* **Exercise brief**
Carry on the Truehunter README below from its last line, writing the lines that would come next.

├── README.md
└── truehunter.py


/README.md:
--------------------------------------------------------------------------------
 1 | # Truehunter
 2 | The goal of Truehunter is to detect encrypted containers using a fast and memory efficient approach without any external dependencies for ease of portability. It was designed to detect Truecrypt and Veracrypt containers, however it may detect any encrypted file with a 'header' not included in its database.  
 3 |   
 4 | Truehunter performs the following checks:
 5 | 1. Test the first 8 bytes of the file against its own database.  
 6 | 2. File size modulo 64 must be zero.  
 7 | 3. Calculates file entropy.  
 8 |   
 9 | Truehunter is part of BlackArch forensic tools.  
10 | https://blackarch.org/forensic.html
11 | 
12 | ## Installation
13 | Any Python version from 2.7-3.7 should work, it does not need any additional libraries.

* **Given entries**
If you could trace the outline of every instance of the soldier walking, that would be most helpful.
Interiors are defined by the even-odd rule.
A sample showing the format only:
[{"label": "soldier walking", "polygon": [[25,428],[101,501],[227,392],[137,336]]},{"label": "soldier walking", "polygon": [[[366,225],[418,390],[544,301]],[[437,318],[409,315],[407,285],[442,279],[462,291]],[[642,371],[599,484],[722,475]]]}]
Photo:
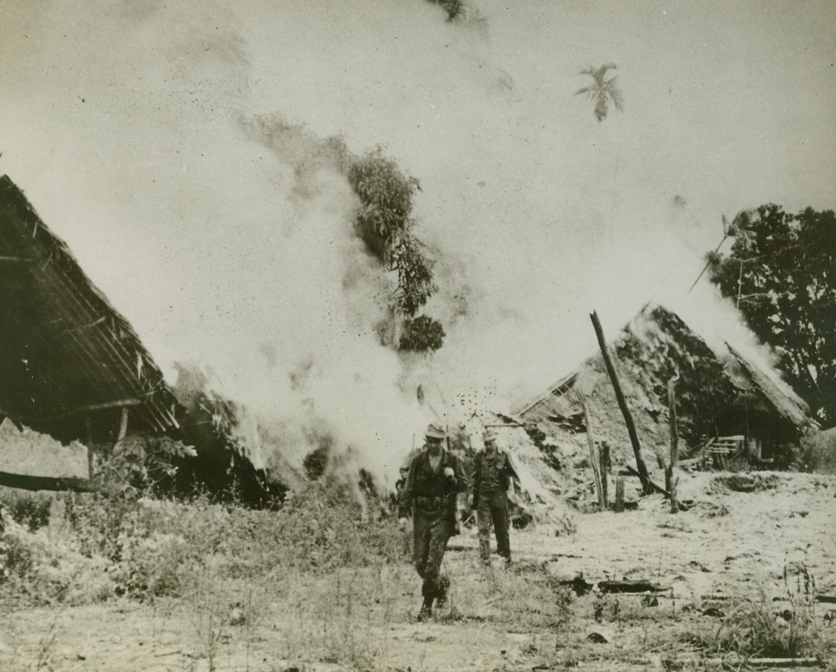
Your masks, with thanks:
[{"label": "soldier walking", "polygon": [[479,557],[486,567],[491,564],[491,527],[497,537],[497,552],[511,564],[511,537],[508,534],[508,486],[513,479],[519,487],[519,476],[505,451],[497,446],[497,433],[490,427],[482,433],[485,450],[473,460],[473,503],[479,531]]},{"label": "soldier walking", "polygon": [[444,448],[446,432],[436,423],[426,428],[426,444],[410,462],[400,491],[398,517],[402,529],[412,513],[412,560],[423,579],[421,621],[432,615],[433,600],[442,606],[450,580],[441,575],[441,560],[455,522],[456,494],[467,488],[458,458]]}]

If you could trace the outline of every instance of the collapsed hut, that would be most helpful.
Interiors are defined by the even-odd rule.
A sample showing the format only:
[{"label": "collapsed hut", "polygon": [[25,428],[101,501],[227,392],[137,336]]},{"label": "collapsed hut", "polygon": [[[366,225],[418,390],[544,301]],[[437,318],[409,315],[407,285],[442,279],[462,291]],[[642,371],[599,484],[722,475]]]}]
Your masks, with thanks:
[{"label": "collapsed hut", "polygon": [[[235,405],[187,368],[175,388],[166,382],[128,320],[7,176],[0,293],[0,421],[84,444],[91,471],[97,456],[115,449],[165,459],[176,468],[165,470],[161,485],[172,490],[231,493],[252,504],[281,495],[237,440]],[[53,481],[5,474],[0,485],[84,489]]]},{"label": "collapsed hut", "polygon": [[[743,456],[788,464],[817,430],[809,409],[774,370],[731,346],[716,353],[675,313],[648,304],[609,344],[645,459],[667,461],[668,383],[675,381],[679,453],[702,466]],[[587,405],[589,424],[584,415]],[[588,432],[614,461],[630,461],[624,420],[600,353],[512,417],[536,428],[556,459],[588,453]]]}]

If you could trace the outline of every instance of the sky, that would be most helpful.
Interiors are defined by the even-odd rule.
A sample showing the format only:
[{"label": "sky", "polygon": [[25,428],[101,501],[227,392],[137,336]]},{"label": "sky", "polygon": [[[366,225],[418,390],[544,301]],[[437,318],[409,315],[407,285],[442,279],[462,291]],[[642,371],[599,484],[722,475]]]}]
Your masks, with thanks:
[{"label": "sky", "polygon": [[[614,335],[655,301],[757,350],[705,277],[688,288],[723,215],[834,207],[836,3],[446,18],[426,0],[6,0],[0,174],[171,382],[194,362],[281,450],[329,434],[386,477],[428,420],[512,409],[593,354],[593,310]],[[599,123],[575,92],[605,63],[624,109]],[[431,358],[380,345],[389,281],[344,177],[309,160],[331,136],[420,181],[447,334]]]}]

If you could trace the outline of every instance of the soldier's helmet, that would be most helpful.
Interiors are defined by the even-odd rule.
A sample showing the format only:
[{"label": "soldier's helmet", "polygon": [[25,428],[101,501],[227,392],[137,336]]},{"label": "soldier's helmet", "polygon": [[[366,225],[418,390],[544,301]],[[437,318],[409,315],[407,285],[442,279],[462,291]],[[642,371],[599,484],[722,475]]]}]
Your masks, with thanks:
[{"label": "soldier's helmet", "polygon": [[428,439],[445,439],[447,436],[447,433],[444,430],[444,427],[437,422],[431,422],[427,425],[426,432],[424,435]]}]

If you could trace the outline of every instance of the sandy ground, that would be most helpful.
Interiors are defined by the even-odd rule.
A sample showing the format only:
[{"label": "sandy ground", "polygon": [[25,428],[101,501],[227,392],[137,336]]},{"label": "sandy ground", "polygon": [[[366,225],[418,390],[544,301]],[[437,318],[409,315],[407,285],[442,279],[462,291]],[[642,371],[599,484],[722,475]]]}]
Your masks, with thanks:
[{"label": "sandy ground", "polygon": [[[445,560],[453,581],[452,609],[431,622],[416,623],[418,579],[405,568],[405,588],[394,596],[388,625],[364,629],[362,639],[344,634],[343,645],[358,647],[353,663],[345,663],[344,656],[343,664],[313,659],[298,642],[288,657],[294,615],[281,603],[267,605],[257,623],[227,624],[216,630],[210,657],[194,613],[181,604],[125,601],[6,610],[0,621],[0,669],[663,669],[666,658],[696,655],[683,644],[689,632],[716,629],[720,621],[702,613],[709,596],[754,596],[762,588],[780,600],[787,594],[785,569],[794,586],[805,568],[815,579],[817,593],[836,593],[836,477],[760,474],[765,489],[738,492],[712,485],[715,476],[683,476],[681,498],[695,505],[676,515],[660,496],[650,496],[636,510],[620,514],[578,514],[577,533],[568,537],[555,537],[548,527],[514,531],[516,557],[510,568],[498,563],[491,570],[481,568],[475,533],[466,531],[451,541]],[[525,595],[521,587],[544,573],[555,580],[583,573],[591,583],[647,579],[668,589],[653,606],[643,604],[641,596],[604,598],[593,592],[574,598],[568,621],[543,624],[536,619],[538,600],[545,606],[553,602],[553,593]],[[485,593],[488,584],[494,593]],[[519,594],[509,597],[510,592]],[[497,598],[472,598],[477,593]],[[533,620],[502,619],[502,605],[510,599],[527,600]],[[594,618],[596,603],[604,605],[600,623]],[[722,606],[721,600],[716,603]],[[828,637],[836,638],[836,624],[824,618],[831,606],[817,607],[817,623]],[[590,640],[594,633],[607,641]],[[833,662],[824,665],[836,669]],[[700,663],[686,669],[706,667]]]}]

* **Response**
14 |   
15 | ## Usage  
16 |   
17 | The headers database file will be created with the first use, and can be updated after every scan. Note this is not a correct header database, just the first 8 bytes of every file, extension and date(It does the job as a PoC).  
18 |   
19 | Fast Scan: Searchs for files with a size % 64 = 0 (block ciphers), unknown headers and appearing less than MAXHEADER value (default 3).  
20 | Default Scan: Performs a fast scan and calculates the entropy of the resulting files to reduce false positives.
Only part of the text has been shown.